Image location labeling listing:
****************************************
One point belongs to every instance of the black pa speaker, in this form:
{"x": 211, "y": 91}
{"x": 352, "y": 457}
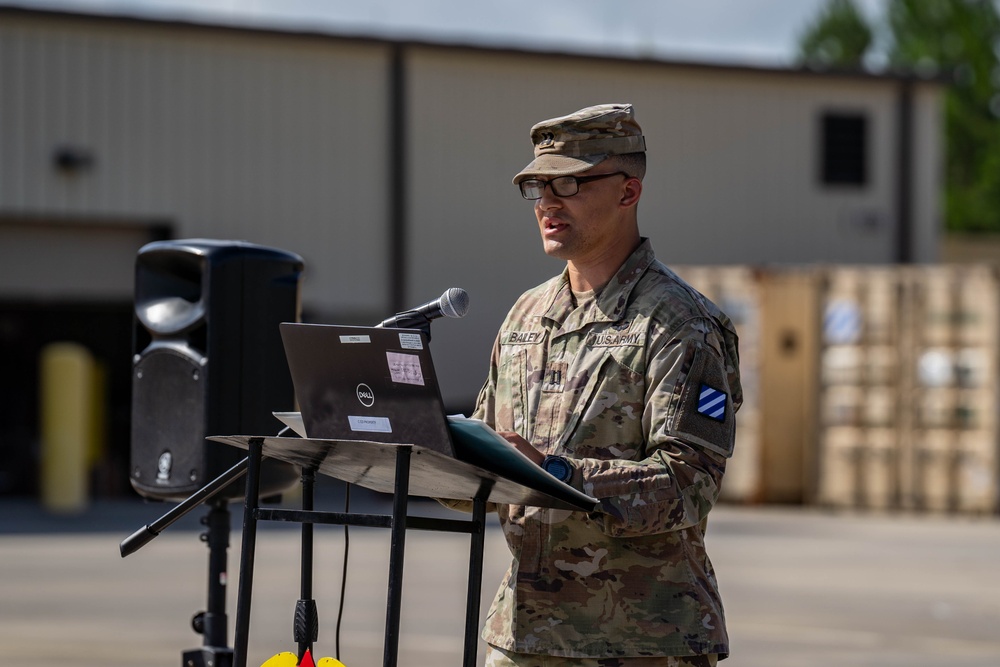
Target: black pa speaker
{"x": 208, "y": 360}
****************************************
Your objective: Change every "black pa speaker" in the listing above to "black loudspeaker", and rewrite the lines with nothing else altered. Leave the pictures out of your answer.

Full answer:
One point belongs to every instance of the black loudspeaker, in this form:
{"x": 211, "y": 91}
{"x": 352, "y": 457}
Target: black loudspeaker
{"x": 208, "y": 360}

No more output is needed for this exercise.